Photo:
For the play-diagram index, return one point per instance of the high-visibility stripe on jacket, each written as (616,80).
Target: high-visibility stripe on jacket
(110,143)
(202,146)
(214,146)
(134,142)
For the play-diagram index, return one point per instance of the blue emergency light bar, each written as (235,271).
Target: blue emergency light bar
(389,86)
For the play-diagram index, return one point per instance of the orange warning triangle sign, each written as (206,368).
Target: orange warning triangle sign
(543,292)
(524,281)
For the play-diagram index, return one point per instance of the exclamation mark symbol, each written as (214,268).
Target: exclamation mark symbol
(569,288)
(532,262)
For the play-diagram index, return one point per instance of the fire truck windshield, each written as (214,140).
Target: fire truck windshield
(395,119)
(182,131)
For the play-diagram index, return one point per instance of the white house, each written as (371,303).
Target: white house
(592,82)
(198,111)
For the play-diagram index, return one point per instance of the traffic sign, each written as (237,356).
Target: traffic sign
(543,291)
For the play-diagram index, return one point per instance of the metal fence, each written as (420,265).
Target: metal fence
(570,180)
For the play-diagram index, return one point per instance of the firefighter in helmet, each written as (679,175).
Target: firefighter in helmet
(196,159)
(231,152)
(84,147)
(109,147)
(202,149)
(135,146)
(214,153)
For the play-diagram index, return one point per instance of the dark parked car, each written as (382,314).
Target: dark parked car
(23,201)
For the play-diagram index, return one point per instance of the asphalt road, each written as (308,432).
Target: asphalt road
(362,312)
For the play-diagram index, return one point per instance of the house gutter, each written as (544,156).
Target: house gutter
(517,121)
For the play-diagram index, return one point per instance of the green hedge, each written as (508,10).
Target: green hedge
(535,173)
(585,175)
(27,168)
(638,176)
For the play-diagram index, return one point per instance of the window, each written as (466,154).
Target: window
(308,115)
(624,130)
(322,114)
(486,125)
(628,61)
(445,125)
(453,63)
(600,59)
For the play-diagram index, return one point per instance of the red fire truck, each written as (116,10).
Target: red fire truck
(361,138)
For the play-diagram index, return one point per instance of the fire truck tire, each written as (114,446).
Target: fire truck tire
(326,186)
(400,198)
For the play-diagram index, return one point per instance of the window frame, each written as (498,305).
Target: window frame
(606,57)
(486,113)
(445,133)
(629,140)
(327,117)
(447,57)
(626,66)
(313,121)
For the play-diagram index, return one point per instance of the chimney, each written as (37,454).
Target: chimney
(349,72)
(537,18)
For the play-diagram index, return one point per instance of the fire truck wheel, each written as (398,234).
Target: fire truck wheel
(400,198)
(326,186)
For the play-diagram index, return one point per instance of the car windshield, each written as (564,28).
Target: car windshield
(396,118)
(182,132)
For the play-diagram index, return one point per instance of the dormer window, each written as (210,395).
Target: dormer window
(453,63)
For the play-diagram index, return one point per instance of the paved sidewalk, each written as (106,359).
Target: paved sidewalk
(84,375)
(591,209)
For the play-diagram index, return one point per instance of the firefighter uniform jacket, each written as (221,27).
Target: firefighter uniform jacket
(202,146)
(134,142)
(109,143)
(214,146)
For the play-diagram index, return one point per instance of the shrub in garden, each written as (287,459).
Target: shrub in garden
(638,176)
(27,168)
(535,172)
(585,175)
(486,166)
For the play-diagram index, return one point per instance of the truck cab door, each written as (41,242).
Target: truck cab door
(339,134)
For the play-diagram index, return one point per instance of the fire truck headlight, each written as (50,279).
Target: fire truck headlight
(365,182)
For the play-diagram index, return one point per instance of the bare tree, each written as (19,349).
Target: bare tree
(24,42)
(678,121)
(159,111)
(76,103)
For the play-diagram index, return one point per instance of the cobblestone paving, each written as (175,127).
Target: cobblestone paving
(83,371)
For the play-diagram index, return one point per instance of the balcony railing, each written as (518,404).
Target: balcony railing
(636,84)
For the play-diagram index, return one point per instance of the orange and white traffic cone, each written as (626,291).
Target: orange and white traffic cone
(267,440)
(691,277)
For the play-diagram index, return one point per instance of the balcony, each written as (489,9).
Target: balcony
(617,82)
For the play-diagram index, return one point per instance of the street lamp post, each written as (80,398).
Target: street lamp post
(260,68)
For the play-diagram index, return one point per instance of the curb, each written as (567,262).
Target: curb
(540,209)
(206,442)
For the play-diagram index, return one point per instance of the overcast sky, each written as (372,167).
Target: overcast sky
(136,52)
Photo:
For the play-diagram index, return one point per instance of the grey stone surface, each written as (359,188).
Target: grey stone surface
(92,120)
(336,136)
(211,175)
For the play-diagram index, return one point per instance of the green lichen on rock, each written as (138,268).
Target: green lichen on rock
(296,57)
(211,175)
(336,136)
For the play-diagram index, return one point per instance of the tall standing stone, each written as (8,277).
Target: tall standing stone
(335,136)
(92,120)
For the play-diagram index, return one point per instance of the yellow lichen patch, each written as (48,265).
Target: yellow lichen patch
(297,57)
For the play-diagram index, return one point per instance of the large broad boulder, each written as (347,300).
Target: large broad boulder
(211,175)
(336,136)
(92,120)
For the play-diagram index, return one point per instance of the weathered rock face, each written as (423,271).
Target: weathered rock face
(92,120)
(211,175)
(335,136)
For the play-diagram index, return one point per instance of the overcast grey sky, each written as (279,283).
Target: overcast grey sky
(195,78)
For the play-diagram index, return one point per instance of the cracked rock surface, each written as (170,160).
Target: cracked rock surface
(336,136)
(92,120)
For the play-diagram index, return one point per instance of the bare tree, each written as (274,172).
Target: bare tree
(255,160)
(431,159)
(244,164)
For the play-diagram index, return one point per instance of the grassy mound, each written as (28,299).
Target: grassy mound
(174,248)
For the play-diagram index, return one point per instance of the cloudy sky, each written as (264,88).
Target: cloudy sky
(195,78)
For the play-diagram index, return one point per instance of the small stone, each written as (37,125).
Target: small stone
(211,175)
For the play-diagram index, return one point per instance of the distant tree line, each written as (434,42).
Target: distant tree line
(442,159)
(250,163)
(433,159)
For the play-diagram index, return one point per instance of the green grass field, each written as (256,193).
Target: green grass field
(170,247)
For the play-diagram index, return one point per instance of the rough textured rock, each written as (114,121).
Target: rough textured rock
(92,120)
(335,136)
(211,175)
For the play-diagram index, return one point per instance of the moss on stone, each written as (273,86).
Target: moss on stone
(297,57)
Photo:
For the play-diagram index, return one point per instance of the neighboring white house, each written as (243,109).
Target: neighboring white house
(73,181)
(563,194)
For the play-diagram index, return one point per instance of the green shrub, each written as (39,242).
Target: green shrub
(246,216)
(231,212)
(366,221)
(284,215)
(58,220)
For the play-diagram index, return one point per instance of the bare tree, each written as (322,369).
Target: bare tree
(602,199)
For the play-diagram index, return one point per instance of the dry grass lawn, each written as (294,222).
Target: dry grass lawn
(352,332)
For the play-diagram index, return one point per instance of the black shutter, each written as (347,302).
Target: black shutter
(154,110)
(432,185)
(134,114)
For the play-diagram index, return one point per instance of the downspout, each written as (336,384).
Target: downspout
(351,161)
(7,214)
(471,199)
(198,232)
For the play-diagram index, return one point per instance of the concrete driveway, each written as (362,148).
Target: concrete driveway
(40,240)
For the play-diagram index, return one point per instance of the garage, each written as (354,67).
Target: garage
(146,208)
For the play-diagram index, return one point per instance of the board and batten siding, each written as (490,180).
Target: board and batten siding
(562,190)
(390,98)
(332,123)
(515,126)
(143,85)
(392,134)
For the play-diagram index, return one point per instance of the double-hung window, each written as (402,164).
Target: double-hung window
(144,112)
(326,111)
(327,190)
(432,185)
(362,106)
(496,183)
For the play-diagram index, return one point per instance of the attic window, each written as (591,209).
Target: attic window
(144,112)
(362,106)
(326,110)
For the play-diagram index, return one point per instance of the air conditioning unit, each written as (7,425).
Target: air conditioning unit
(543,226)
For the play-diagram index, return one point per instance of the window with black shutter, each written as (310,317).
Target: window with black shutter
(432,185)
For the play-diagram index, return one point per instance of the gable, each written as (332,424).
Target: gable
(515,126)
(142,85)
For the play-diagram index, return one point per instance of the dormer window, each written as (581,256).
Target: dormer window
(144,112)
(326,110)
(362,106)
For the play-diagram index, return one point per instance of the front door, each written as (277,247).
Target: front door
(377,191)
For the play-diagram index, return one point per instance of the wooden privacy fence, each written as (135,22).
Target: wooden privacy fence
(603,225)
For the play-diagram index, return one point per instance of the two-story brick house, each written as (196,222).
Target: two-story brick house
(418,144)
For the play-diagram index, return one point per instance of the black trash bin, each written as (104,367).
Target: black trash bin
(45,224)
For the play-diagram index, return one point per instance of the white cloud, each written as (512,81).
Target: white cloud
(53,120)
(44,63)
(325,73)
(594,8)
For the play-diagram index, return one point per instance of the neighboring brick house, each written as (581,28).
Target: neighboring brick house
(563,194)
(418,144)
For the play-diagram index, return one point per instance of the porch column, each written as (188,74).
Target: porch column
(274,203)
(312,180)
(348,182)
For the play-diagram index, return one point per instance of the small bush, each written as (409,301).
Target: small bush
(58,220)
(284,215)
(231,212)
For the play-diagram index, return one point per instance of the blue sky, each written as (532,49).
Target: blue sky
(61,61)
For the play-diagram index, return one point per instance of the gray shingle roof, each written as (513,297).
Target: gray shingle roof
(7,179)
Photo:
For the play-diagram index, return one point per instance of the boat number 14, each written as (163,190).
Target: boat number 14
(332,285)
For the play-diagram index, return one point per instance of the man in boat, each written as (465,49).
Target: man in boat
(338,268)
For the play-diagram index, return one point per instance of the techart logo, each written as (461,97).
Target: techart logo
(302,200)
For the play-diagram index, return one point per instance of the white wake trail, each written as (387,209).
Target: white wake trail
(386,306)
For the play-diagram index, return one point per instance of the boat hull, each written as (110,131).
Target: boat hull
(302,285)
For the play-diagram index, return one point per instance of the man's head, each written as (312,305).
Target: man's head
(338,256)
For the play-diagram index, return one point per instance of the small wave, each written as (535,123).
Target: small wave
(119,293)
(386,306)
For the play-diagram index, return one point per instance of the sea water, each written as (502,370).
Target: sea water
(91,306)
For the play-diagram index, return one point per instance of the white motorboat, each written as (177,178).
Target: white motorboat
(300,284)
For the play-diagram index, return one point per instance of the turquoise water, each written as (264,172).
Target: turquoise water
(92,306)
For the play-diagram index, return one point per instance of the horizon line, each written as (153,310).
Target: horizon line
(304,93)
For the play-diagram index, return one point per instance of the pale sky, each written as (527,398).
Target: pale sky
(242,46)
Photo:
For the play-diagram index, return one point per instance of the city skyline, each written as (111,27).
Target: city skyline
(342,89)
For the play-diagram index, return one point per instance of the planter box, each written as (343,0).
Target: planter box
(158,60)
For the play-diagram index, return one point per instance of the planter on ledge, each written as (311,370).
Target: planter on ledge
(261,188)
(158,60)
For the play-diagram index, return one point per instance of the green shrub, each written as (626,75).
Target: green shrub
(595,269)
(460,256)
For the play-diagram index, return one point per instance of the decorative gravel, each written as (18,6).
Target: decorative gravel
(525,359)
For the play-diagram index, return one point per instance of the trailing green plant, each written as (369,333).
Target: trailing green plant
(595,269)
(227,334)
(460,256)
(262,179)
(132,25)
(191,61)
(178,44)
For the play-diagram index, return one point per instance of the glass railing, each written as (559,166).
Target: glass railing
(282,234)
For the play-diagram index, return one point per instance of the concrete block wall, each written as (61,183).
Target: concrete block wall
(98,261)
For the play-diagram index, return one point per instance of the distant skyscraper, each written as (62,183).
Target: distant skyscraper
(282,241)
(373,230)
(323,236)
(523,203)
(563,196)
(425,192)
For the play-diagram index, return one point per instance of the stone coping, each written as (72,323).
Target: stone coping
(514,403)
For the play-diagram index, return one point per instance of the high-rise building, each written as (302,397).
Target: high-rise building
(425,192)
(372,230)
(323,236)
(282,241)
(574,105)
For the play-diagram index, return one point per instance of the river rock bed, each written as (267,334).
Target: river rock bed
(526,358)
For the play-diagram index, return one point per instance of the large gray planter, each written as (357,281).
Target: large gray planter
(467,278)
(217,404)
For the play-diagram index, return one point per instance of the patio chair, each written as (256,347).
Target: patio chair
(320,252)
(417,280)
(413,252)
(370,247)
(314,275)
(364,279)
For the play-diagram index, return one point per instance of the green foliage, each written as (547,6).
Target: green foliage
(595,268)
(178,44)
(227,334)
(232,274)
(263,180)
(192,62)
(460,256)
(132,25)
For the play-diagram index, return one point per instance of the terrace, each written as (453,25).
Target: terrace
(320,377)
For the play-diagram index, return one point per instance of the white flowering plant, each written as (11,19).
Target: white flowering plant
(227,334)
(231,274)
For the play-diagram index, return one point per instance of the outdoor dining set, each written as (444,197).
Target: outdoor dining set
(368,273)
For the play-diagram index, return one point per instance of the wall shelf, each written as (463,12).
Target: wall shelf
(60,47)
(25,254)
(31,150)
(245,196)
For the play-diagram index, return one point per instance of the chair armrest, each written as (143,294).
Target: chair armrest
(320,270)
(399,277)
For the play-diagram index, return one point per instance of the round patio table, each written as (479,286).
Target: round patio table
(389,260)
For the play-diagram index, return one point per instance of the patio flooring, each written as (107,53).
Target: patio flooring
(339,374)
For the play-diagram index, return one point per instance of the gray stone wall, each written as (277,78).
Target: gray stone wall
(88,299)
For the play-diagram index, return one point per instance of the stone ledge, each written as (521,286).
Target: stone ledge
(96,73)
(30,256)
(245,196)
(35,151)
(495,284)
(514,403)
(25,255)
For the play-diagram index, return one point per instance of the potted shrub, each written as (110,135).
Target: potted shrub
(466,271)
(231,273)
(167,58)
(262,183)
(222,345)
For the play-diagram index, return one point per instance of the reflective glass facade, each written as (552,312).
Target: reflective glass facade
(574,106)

====

**REQUIREMENTS**
Return the line that contains "written as (453,25)." along with every line after it through the end of the entries, exactly, adding nothing.

**THE RESPONSE**
For the play-diagram index, return one point per instance of the terrace, each written as (453,25).
Target: terrace
(320,377)
For the play-diagram index, return one point per instance of the white flowering plant, each written as (11,19).
Target: white flowering plant
(227,334)
(231,274)
For the play-diagram index, return one point per instance of the outdoor dining set, each written as (444,197).
Target: outdoor dining set
(368,273)
For the play-diagram index, return one point per instance of the wall shelf, each written as (463,12).
Target: wall shelf
(60,47)
(25,254)
(31,150)
(245,196)
For the play-diagram index, return one point per instance of the chair armrest, each written as (143,294).
Target: chair armrest
(320,270)
(399,277)
For the play-diagram index, return one point per instance of the round patio table, each written as (479,286).
Target: round patio table
(389,260)
For the play-diagram index, return one point per instance of the patio flooring, each written as (107,53).
Target: patio flooring
(339,374)
For the play-diagram index, return one point per instance of the gray stone wall, each written as (277,78).
Target: gray stone wall
(88,299)
For the play-diagram index, return one point per instance of the stone ledge, each written as (521,286).
Target: stone ledge
(96,73)
(30,256)
(245,196)
(35,151)
(495,284)
(514,403)
(25,255)
For the play-diagram index, return one point per instance of the potted shrub, each written as (110,135).
Target: potted shrub
(466,271)
(231,273)
(167,58)
(262,183)
(222,345)
For the play-diagram index, return one point per instance of the reflective glass facade, each written as (552,312).
Target: reflective glass facade
(574,106)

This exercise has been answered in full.